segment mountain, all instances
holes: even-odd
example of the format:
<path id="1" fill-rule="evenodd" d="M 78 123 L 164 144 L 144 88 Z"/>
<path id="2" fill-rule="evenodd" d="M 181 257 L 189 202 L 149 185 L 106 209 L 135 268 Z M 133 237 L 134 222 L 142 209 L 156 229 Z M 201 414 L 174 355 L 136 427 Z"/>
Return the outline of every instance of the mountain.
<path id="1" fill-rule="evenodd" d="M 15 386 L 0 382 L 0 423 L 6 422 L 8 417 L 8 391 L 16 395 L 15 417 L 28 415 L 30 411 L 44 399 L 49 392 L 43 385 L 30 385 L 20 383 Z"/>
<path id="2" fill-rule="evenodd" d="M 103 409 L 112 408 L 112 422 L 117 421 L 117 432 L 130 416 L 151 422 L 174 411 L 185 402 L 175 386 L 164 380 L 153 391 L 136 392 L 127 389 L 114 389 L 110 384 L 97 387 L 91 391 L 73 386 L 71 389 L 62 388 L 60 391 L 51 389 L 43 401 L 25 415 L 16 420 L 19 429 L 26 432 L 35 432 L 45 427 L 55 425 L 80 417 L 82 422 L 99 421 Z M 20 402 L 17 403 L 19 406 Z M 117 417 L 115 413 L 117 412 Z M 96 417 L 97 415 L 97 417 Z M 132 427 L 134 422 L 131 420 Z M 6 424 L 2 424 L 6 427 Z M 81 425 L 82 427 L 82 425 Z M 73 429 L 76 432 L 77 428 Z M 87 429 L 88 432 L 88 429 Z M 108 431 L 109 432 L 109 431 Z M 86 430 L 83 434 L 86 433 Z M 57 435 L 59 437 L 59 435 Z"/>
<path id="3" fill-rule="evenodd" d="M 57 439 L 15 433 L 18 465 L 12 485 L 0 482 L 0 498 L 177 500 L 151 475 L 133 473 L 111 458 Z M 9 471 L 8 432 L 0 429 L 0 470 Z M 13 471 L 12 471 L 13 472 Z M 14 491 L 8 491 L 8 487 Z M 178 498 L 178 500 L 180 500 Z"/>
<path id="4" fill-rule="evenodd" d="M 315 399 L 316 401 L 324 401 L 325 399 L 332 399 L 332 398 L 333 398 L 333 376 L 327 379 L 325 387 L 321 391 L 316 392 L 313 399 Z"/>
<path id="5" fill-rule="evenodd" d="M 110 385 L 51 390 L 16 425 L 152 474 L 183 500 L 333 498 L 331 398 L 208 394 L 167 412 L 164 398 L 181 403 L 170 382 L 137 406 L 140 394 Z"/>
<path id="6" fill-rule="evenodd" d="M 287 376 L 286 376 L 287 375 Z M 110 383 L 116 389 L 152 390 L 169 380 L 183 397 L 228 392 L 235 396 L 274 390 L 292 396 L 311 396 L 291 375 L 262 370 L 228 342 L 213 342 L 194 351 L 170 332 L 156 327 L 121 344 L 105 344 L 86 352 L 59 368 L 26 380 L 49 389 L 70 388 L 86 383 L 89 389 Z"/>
★ ★ ★
Rewrite the data above with "mountain" changed to "hill" wherever it occurs, leaving everything else as it is.

# [FINAL RESULT]
segment hill, all instances
holes: even-odd
example of the format:
<path id="1" fill-rule="evenodd" d="M 78 123 L 164 144 L 144 88 Z"/>
<path id="2" fill-rule="evenodd" d="M 181 257 L 189 202 L 149 185 L 106 209 L 135 268 Z M 133 237 L 134 222 L 142 209 L 156 229 Z M 201 414 L 174 355 L 136 427 Z"/>
Return the outline of every instance of the hill.
<path id="1" fill-rule="evenodd" d="M 15 386 L 0 382 L 0 423 L 6 422 L 8 417 L 8 391 L 16 395 L 15 417 L 28 415 L 30 411 L 44 399 L 49 392 L 43 385 L 30 385 L 20 383 Z"/>
<path id="2" fill-rule="evenodd" d="M 103 409 L 112 408 L 112 422 L 117 421 L 117 432 L 130 416 L 151 422 L 174 411 L 185 402 L 175 386 L 164 380 L 153 391 L 136 392 L 127 389 L 114 389 L 110 384 L 97 387 L 91 391 L 73 386 L 71 389 L 62 388 L 60 391 L 51 389 L 43 401 L 25 415 L 16 420 L 19 429 L 26 432 L 35 432 L 45 427 L 55 425 L 80 417 L 82 422 L 99 421 Z M 20 402 L 17 403 L 19 406 Z M 117 417 L 115 413 L 117 412 Z M 96 417 L 97 415 L 97 417 Z M 132 427 L 134 422 L 131 420 Z M 6 424 L 2 424 L 6 427 Z M 81 425 L 82 427 L 82 425 Z M 73 429 L 76 432 L 77 428 Z M 87 429 L 88 432 L 88 429 Z M 108 431 L 109 432 L 109 431 Z M 86 430 L 83 434 L 86 433 Z M 57 435 L 59 437 L 59 435 Z"/>
<path id="3" fill-rule="evenodd" d="M 57 439 L 15 433 L 18 465 L 12 485 L 0 482 L 0 498 L 177 500 L 151 475 L 133 473 L 111 458 Z M 9 471 L 8 432 L 0 429 L 0 470 Z M 13 471 L 12 471 L 13 472 Z M 14 491 L 8 491 L 8 487 Z M 178 498 L 178 500 L 180 500 Z"/>
<path id="4" fill-rule="evenodd" d="M 315 399 L 316 401 L 324 401 L 325 399 L 332 399 L 332 398 L 333 398 L 333 376 L 327 379 L 325 387 L 321 391 L 316 392 L 313 399 Z"/>
<path id="5" fill-rule="evenodd" d="M 110 385 L 51 390 L 16 425 L 152 474 L 183 500 L 333 498 L 331 398 L 208 394 L 167 412 L 164 398 L 181 403 L 170 382 L 137 406 L 140 394 Z"/>
<path id="6" fill-rule="evenodd" d="M 287 376 L 286 376 L 287 375 Z M 110 383 L 116 389 L 152 390 L 169 380 L 183 397 L 228 392 L 235 396 L 274 390 L 292 396 L 311 396 L 291 375 L 262 370 L 228 342 L 213 342 L 194 351 L 170 332 L 156 327 L 121 344 L 105 344 L 86 352 L 59 368 L 26 380 L 49 389 L 70 388 L 86 383 L 89 389 Z"/>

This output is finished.